TRY IT. Everything from the line containing "Tag the striped" through the line containing "Tag the ocean" in the listing below should be copied exactly, and nothing more.

RECORDS TO PROCESS.
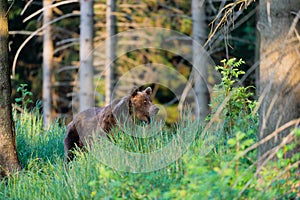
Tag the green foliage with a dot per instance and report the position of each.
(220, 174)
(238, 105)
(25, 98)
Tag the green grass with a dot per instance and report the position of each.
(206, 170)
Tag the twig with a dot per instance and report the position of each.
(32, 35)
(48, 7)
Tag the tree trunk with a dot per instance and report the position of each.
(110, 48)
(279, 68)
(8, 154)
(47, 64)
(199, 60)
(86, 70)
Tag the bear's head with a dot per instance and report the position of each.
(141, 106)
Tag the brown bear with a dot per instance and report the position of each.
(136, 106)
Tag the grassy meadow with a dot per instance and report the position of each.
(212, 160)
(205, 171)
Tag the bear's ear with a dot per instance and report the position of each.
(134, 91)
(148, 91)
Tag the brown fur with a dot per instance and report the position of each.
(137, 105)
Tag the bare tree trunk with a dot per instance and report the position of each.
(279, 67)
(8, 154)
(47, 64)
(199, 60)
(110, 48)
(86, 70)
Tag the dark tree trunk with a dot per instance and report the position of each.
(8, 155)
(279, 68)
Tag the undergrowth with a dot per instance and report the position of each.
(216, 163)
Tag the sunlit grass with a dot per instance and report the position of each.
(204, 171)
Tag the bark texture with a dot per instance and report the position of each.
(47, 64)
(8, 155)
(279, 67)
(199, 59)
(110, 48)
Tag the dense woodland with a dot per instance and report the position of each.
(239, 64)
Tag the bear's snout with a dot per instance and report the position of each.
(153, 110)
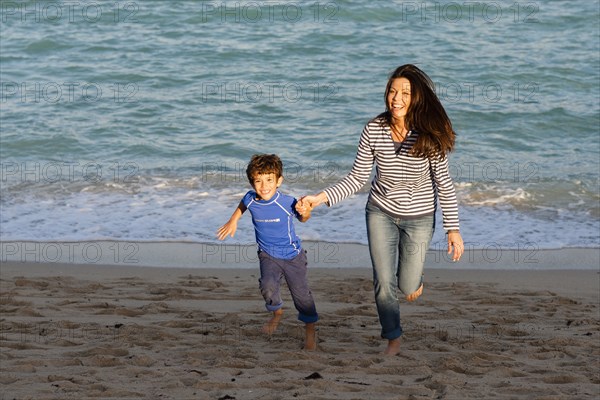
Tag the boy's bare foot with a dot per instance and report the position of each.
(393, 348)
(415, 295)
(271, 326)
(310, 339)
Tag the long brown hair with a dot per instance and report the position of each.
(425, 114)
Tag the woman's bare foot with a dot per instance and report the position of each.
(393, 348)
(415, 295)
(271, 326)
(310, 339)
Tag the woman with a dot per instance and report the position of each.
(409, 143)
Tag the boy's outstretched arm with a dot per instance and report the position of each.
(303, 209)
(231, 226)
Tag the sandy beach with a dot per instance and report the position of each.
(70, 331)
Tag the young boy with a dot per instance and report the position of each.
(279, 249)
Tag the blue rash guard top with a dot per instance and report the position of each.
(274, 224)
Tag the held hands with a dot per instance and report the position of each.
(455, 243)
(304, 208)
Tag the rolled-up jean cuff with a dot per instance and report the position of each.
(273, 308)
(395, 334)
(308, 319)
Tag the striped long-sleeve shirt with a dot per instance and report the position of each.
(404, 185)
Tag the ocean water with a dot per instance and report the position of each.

---

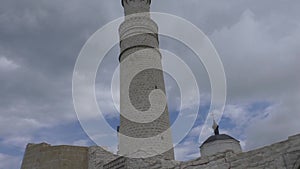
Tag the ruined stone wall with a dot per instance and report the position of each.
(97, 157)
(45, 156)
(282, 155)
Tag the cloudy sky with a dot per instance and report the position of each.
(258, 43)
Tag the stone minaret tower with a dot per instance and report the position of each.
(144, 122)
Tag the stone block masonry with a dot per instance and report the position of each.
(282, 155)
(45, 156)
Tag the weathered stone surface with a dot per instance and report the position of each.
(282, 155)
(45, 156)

...

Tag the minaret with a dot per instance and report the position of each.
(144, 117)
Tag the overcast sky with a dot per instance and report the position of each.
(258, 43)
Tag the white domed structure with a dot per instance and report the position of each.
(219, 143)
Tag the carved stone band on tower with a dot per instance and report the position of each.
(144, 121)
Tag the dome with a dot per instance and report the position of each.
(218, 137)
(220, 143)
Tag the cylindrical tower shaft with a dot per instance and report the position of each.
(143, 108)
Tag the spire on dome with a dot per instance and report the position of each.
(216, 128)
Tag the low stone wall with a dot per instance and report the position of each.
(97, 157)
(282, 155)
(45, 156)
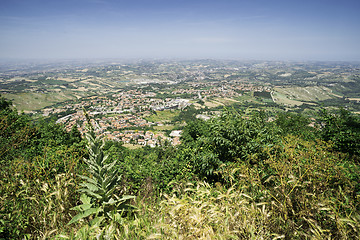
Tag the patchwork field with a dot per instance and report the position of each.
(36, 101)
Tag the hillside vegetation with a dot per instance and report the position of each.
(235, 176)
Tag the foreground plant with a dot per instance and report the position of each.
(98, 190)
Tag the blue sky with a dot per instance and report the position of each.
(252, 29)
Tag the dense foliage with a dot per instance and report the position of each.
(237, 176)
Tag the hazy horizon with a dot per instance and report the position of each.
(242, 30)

ANSWER SECTION.
Tag the striped long-sleeve shirt with a dot per instance and report the position of each.
(404, 185)
Tag the ocean water with a dot per instance and report the position of each.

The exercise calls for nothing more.